AH... ŞU AKILLI TELEFONLAR!
AH... ŞU AKILLI TELEFONLAR!
Ülkemizde ilk olarak kullandığımız telsiz telefonlardan sonra çıkan araç telefonlarıyla iletişim kuruyorduk.
Kısa bir süre kemerlerimize taktığımız bütün işlevi "Acele ara" olan adına çağrı cihazı denen cihazları iletişim adına telefon iletişimiyle haberleşmemize yardımcı olduğu için kullanmaya başlamıştık.
Nihayetinde bugün kimsenin elinden düşürmediği akıllı telefonların henüz ilk versiyonları olan fakat şimdiki gibi akıllı olmayan modellerini kullanmaya başlamıştık.
Motorola marka telefonları telsim GSM operatörleriyle, Türkcell GSM ile Erikson marka telefonlar ise kullanmaya başladığımız ilklerdendi.
Devamında Nokia, Soni derken son akıllanmış haliyle şimdiki dönemlerde neredeyse herkesin elinden düşürmediği olmazsa olmazımız olan bir servet ödeyerek kullandığımız Samsung ve Ayfon (IPhone) gibi markalar oldu.
Gösterişten hiç kaçmayıp "desinler, demesinler" diyerek yemeden, içmeden, giyimden dahi keserek aldığımız bu akıllı telefonların henüz bir versiyonunu tanımadan çıkan bir üst modeli almak için birbirimizle adeta yarışıyoruz.
——
> [Görev tanımı A] Aşağıdaki satırlardan içinde "bird" sözcüğü geçenlerin hepsini topla.

[Açıklamalı koordinat kayıtları]
——
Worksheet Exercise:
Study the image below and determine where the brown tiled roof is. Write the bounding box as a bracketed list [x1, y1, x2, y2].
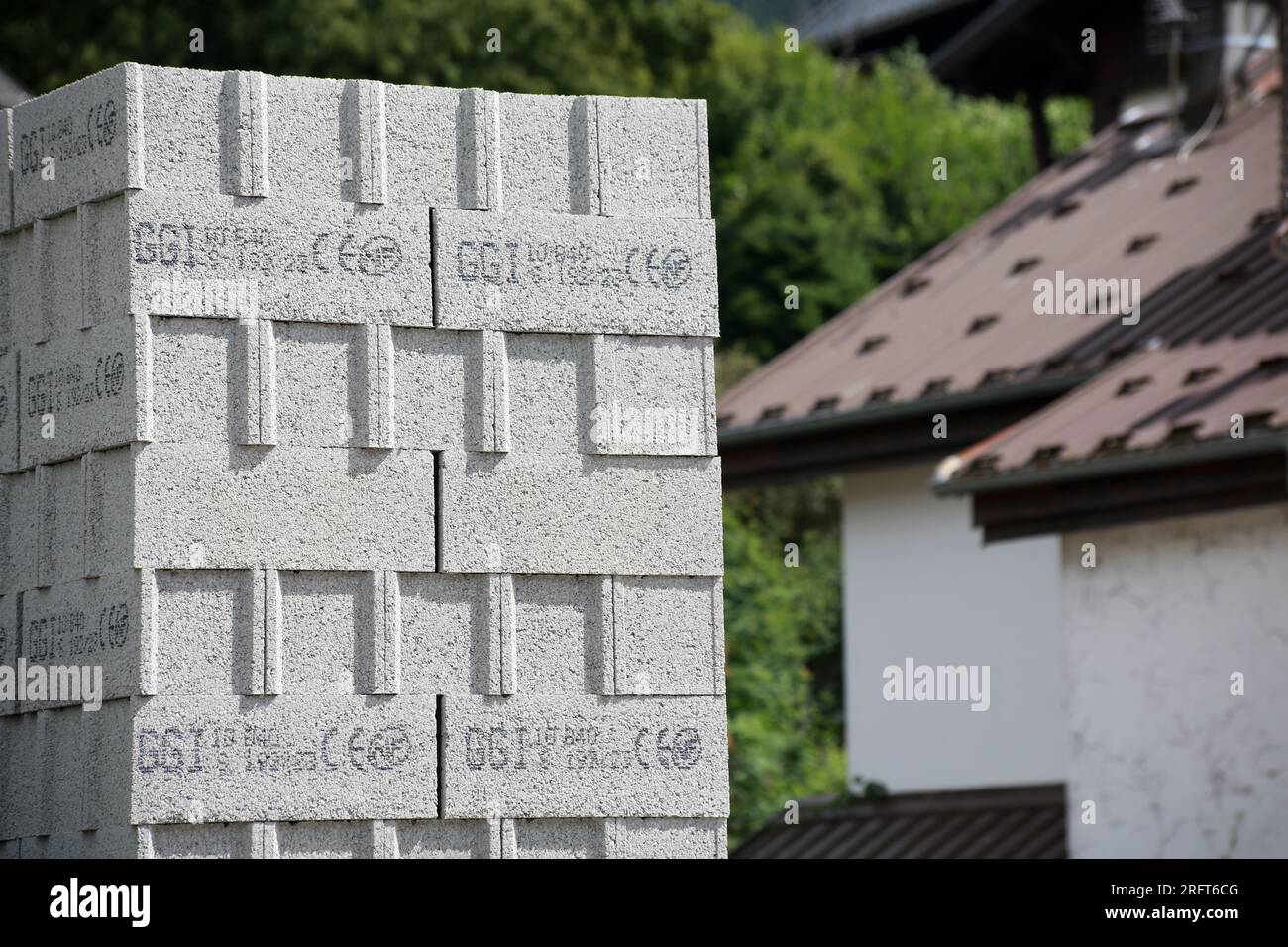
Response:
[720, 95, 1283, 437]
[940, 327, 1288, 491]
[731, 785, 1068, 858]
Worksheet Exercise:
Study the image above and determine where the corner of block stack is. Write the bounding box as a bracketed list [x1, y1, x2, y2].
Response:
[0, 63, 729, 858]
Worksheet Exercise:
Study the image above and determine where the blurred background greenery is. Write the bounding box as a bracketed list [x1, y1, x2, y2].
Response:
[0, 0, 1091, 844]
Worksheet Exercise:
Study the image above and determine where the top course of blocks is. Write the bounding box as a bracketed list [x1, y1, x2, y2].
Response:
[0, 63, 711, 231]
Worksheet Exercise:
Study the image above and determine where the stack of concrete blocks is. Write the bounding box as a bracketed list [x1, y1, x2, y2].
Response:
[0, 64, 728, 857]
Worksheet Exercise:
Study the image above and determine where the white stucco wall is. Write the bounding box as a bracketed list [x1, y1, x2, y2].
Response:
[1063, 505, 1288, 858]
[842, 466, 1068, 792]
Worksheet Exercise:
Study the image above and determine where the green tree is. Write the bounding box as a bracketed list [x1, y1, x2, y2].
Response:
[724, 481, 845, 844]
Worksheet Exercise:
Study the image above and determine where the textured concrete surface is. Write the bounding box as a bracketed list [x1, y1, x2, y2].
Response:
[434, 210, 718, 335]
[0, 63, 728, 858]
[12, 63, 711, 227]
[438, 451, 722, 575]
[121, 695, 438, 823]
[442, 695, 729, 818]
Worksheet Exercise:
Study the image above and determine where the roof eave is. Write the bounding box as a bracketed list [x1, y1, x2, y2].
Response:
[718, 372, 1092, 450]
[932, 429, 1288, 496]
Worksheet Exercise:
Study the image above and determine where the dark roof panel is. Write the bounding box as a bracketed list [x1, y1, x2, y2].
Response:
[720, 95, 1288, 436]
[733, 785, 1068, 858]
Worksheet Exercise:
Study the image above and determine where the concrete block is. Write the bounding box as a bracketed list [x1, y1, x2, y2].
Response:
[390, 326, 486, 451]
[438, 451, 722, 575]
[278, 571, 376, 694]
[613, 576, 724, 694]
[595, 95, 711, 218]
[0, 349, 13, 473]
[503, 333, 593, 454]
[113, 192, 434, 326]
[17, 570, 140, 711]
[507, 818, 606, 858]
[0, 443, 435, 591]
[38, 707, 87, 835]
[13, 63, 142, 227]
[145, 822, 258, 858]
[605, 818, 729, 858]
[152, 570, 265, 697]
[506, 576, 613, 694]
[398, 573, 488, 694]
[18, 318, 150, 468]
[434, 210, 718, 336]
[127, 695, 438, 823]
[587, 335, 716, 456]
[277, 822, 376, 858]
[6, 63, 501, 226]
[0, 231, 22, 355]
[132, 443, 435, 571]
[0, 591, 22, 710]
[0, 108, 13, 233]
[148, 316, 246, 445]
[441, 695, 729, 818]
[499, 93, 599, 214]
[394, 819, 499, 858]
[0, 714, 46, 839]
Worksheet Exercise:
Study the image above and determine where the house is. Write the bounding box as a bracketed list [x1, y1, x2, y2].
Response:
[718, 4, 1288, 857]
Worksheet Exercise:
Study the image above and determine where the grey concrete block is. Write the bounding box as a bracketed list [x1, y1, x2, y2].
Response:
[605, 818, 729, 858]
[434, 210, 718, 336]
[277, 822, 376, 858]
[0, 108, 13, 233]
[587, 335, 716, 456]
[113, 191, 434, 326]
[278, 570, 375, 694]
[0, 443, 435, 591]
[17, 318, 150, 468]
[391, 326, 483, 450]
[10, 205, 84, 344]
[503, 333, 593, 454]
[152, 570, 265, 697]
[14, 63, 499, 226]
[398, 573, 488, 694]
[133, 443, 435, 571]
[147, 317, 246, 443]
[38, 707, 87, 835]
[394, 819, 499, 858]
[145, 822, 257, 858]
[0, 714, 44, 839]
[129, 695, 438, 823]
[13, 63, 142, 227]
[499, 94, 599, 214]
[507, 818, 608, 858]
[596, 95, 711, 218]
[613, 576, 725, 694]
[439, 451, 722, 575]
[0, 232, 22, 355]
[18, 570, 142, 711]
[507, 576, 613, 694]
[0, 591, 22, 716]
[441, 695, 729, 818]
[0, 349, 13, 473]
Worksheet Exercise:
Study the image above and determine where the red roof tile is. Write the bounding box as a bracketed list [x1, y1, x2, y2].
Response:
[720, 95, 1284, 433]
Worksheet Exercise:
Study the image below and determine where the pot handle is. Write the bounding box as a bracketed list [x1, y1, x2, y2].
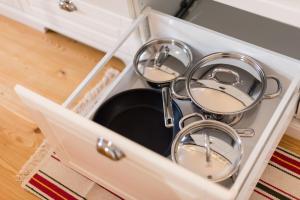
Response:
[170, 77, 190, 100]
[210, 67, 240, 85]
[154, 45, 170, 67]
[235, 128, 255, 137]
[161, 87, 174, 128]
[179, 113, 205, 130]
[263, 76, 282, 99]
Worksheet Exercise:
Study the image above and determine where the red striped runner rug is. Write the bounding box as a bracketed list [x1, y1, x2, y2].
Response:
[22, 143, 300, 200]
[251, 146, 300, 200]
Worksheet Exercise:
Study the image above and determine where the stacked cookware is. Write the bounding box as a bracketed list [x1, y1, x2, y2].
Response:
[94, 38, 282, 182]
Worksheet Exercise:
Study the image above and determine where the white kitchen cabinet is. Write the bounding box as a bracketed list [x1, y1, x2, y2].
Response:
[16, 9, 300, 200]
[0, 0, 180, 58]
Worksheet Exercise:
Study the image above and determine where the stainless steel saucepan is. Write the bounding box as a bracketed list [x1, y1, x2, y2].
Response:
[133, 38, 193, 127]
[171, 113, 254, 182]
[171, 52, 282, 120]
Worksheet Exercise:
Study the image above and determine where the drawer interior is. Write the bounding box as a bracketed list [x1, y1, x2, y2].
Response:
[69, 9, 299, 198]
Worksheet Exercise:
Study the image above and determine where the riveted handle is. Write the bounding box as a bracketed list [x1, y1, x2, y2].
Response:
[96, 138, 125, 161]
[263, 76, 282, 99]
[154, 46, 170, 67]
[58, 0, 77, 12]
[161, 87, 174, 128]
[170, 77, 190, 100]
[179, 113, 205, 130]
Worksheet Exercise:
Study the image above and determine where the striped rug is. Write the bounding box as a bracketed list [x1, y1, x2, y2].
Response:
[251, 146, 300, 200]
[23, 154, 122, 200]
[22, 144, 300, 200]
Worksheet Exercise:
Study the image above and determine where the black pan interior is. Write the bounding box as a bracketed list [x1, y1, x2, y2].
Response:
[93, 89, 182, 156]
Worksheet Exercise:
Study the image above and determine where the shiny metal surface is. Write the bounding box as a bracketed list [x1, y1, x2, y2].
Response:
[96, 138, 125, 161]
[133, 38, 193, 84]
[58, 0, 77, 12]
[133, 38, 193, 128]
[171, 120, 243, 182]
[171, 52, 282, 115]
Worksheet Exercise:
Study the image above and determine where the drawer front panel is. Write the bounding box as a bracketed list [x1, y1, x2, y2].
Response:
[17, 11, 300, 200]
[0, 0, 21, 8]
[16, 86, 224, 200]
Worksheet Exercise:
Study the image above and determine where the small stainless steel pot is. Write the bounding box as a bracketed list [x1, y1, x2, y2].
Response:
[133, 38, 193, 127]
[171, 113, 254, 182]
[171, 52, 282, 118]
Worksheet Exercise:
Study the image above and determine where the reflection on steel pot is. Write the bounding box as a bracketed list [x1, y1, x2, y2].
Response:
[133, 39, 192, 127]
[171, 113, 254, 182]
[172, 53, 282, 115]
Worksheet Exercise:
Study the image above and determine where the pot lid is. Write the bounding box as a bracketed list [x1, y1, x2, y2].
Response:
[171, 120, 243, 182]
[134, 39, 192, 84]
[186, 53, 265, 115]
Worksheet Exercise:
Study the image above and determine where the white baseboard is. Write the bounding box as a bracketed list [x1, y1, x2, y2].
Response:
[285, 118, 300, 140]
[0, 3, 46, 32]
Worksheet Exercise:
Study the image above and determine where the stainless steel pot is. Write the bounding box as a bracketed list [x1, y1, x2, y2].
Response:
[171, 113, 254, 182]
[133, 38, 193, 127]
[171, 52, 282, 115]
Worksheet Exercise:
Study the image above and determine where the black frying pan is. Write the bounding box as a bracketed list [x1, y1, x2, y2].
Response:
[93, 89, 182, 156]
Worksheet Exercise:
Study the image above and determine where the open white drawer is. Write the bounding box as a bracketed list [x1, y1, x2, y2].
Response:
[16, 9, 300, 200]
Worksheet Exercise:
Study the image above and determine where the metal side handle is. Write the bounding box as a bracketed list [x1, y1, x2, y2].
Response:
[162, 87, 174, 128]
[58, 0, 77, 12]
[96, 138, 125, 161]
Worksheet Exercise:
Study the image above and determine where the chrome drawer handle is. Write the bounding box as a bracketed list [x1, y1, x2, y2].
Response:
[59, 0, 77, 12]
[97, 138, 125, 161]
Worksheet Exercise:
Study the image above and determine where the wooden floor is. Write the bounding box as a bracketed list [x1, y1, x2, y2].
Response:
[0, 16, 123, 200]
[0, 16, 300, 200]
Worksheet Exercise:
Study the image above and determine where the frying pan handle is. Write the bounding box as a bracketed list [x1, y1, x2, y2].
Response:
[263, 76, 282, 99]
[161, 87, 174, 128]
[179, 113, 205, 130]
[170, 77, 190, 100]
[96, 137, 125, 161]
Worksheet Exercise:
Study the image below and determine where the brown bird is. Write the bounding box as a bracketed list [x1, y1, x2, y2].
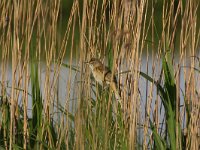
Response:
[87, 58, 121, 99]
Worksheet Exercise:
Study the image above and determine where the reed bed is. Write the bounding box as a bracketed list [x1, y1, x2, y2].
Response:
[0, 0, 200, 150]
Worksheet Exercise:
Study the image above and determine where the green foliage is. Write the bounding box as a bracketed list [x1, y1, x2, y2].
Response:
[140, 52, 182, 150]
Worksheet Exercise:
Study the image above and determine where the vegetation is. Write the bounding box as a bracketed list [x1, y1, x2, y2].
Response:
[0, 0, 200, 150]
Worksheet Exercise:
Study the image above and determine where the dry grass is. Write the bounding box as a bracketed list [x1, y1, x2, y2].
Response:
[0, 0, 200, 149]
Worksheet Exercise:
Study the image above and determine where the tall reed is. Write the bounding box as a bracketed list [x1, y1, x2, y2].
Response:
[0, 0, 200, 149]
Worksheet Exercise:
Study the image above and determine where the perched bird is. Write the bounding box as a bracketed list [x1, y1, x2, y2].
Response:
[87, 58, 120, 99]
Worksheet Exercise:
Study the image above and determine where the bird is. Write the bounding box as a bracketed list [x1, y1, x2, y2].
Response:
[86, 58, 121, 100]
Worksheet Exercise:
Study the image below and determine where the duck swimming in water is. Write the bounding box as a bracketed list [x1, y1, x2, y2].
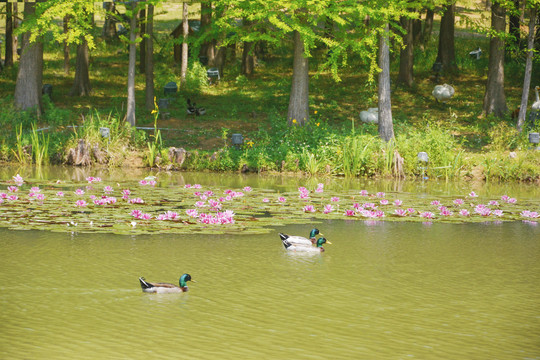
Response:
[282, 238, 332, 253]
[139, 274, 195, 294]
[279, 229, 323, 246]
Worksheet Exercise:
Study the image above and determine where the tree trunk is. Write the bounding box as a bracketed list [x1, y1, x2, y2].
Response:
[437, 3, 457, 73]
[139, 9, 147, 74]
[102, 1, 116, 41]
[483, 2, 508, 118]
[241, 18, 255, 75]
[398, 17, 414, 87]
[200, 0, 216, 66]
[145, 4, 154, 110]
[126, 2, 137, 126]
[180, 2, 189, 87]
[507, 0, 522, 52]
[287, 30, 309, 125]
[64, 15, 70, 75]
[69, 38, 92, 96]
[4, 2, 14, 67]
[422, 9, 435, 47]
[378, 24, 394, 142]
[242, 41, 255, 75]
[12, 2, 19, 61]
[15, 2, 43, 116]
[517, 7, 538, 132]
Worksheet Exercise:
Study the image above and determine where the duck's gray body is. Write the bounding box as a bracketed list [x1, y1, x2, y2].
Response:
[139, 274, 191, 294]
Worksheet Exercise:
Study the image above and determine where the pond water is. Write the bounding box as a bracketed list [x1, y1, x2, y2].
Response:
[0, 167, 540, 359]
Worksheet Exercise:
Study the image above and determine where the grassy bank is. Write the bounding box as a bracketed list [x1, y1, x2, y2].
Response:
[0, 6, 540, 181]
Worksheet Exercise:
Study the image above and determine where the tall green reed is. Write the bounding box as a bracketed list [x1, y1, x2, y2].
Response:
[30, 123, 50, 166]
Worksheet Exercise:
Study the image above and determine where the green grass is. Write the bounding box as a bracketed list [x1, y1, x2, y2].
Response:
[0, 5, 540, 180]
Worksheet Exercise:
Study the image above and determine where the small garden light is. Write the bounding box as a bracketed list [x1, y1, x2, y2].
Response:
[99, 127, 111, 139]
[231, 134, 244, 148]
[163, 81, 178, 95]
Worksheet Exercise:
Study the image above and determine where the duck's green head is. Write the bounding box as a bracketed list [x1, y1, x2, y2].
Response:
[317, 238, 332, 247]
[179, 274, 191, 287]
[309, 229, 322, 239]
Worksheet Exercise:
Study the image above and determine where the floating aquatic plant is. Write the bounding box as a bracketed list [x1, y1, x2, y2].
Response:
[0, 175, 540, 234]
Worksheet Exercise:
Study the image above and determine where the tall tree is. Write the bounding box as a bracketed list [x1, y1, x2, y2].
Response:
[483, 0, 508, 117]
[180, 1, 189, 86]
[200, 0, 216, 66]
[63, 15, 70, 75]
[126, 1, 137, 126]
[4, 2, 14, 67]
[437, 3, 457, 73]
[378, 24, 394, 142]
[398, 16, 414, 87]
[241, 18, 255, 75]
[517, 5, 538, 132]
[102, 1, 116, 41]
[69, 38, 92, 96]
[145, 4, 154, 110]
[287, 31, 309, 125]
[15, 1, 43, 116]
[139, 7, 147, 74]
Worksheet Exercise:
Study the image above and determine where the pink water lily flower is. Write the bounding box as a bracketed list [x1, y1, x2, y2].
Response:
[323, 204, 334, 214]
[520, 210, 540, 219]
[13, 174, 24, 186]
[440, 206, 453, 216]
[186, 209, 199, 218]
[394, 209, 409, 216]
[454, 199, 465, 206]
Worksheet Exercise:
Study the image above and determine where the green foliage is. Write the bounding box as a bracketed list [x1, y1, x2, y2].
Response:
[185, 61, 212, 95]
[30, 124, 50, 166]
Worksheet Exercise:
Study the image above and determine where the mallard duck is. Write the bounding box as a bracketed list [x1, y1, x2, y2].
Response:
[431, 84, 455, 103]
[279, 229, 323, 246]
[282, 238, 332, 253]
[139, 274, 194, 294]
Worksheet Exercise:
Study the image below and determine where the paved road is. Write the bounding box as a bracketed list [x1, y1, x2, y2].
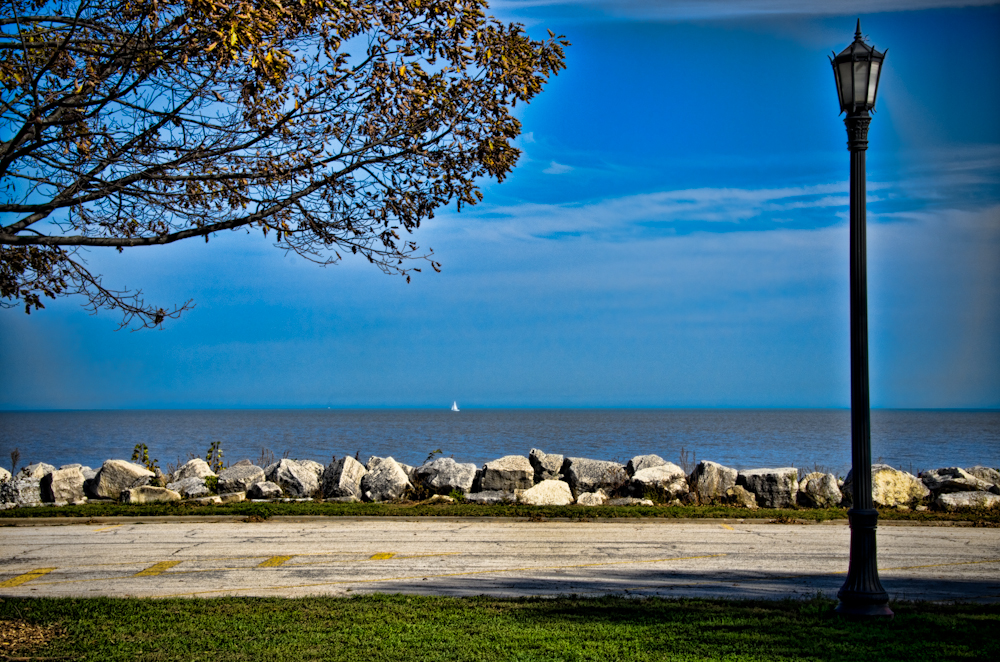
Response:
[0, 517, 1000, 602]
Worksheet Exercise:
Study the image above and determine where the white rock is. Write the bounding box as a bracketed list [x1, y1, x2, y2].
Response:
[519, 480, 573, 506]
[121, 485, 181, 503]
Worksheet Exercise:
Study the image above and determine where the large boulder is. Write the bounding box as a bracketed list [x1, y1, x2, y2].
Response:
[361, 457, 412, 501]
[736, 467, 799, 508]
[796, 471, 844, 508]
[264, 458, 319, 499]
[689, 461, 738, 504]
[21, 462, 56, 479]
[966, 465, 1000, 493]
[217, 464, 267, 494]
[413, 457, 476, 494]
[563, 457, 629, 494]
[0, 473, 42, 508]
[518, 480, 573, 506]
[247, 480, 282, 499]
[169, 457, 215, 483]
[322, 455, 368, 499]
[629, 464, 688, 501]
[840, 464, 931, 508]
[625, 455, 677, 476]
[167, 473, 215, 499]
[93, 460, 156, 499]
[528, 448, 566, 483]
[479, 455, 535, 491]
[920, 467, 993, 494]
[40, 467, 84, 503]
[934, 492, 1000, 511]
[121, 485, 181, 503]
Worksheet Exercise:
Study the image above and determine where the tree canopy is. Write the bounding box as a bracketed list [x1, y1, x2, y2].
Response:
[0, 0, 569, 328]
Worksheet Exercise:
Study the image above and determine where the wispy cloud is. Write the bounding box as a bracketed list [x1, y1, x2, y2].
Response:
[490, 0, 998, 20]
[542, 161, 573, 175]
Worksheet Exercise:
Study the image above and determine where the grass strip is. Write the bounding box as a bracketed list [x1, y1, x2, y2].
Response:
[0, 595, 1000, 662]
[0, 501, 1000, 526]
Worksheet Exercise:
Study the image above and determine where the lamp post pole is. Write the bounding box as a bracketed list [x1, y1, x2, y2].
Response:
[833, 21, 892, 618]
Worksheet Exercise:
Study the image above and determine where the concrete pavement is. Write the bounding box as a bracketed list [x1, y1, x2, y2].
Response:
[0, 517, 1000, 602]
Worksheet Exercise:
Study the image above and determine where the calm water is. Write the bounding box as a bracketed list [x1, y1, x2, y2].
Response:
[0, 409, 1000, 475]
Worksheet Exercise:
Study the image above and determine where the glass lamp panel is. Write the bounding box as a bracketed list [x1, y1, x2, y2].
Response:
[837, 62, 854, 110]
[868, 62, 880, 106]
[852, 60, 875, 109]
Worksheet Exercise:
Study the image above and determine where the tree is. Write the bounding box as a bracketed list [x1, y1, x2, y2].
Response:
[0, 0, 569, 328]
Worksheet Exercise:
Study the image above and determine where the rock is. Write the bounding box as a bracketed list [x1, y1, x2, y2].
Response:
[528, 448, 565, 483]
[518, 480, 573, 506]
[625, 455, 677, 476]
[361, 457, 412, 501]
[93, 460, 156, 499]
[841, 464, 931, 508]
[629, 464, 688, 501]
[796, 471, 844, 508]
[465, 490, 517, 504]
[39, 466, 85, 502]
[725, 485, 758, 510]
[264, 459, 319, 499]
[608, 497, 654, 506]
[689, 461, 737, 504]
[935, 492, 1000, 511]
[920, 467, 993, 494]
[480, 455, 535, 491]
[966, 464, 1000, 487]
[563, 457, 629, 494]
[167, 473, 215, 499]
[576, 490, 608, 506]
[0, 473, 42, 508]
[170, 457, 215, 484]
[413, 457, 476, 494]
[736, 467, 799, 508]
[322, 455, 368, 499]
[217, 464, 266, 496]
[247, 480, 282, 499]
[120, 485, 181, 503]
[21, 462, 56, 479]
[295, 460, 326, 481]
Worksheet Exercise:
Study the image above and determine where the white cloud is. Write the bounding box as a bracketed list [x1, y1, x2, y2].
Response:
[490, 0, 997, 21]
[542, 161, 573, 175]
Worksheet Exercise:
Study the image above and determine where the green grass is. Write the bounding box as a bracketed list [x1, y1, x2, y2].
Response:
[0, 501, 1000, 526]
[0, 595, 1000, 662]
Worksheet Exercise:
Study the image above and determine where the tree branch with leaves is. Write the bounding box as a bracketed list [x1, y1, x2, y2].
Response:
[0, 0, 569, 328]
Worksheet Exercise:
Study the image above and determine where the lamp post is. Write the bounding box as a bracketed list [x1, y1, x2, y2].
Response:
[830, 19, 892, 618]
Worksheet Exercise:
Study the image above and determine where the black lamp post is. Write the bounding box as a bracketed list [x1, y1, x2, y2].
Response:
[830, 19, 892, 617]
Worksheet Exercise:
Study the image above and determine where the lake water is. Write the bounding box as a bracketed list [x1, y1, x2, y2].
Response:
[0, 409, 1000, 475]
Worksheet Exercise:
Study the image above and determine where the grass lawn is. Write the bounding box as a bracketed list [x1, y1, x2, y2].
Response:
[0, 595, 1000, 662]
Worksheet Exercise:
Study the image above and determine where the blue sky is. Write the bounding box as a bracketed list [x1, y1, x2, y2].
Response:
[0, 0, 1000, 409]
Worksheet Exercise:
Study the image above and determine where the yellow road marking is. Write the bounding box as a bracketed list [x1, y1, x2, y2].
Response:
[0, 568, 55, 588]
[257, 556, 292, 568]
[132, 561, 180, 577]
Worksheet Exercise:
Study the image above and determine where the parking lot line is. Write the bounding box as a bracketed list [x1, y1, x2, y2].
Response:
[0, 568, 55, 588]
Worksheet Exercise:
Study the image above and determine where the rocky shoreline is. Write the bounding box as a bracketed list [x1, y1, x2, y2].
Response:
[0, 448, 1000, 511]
——
> [Görev tanımı B] Yukarıdaki akıllı telefonlar yazısını baştan sona hiçbir değişiklik yapmadan kopyala.

> [Doğru yanıt A]
Study the image below and determine where the brown bird is. Write the bounding box as a bracketed list [x1, y1, x2, y2].
Study the image above and determine where the perched bird is. Write the bounding box as a bracketed list [x1, y1, x2, y2].
Study the image above and determine where the bird is. Write the bounding box as a bracketed list [x1, y1, x2, y2].

> [Doğru yanıt B]
AH... ŞU AKILLI TELEFONLAR!
AH... ŞU AKILLI TELEFONLAR!
Ülkemizde ilk olarak kullandığımız telsiz telefonlardan sonra çıkan araç telefonlarıyla iletişim kuruyorduk.
Kısa bir süre kemerlerimize taktığımız bütün işlevi "Acele ara" olan adına çağrı cihazı denen cihazları iletişim adına telefon iletişimiyle haberleşmemize yardımcı olduğu için kullanmaya başlamıştık.
Nihayetinde bugün kimsenin elinden düşürmediği akıllı telefonların henüz ilk versiyonları olan fakat şimdiki gibi akıllı olmayan modellerini kullanmaya başlamıştık.
Motorola marka telefonları telsim GSM operatörleriyle, Türkcell GSM ile Erikson marka telefonlar ise kullanmaya başladığımız ilklerdendi.
Devamında Nokia, Soni derken son akıllanmış haliyle şimdiki dönemlerde neredeyse herkesin elinden düşürmediği olmazsa olmazımız olan bir servet ödeyerek kullandığımız Samsung ve Ayfon (IPhone) gibi markalar oldu.
Gösterişten hiç kaçmayıp "desinler, demesinler" diyerek yemeden, içmeden, giyimden dahi keserek aldığımız bu akıllı telefonların henüz bir versiyonunu tanımadan çıkan bir üst modeli almak için birbirimizle adeta yarışıyoruz.